→ **DATA FOR THIS EXERCISE**:
------------------------------------------------------------------------
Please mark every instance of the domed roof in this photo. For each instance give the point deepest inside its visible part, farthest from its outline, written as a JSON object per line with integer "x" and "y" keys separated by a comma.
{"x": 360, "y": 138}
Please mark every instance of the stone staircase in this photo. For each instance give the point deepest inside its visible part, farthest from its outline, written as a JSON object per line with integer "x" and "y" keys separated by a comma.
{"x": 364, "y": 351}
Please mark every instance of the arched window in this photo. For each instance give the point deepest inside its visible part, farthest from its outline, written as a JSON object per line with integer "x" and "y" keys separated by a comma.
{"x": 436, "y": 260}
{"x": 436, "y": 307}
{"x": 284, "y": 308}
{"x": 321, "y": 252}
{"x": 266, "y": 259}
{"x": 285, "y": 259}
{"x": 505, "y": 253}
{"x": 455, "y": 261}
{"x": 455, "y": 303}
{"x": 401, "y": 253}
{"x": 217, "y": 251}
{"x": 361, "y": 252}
------------------------------------------------------------------------
→ **TASK PROMPT**: Rescale the records above by repeating every line, requests included. Multiply each x and y coordinate in the answers by 1.8 and round to whole numbers, with halves rounded up.

→ **ANSWER TO THIS EXERCISE**:
Please mark every instance of the domed roof in this photo. For each instance give the point deepest inside its visible part, farthest from its outline, written as a JSON object per line with integer "x" and "y" keys separated by a comma.
{"x": 648, "y": 248}
Please mark every instance of the stone staircase in this photo. For each instance give the point deepest inside its visible part, farthest from its outline, written as a JSON object per line with integer "x" and "y" keys separated by a comma.
{"x": 655, "y": 632}
Please mark every instance of the arched window in this photo. For each instance give the point deepest inside its visible part, farthest from its outline, written as a JSON object per line with integer "x" and "y" keys separated by a comma.
{"x": 785, "y": 468}
{"x": 785, "y": 553}
{"x": 511, "y": 554}
{"x": 578, "y": 454}
{"x": 479, "y": 466}
{"x": 513, "y": 466}
{"x": 909, "y": 455}
{"x": 819, "y": 470}
{"x": 819, "y": 545}
{"x": 722, "y": 455}
{"x": 391, "y": 452}
{"x": 650, "y": 454}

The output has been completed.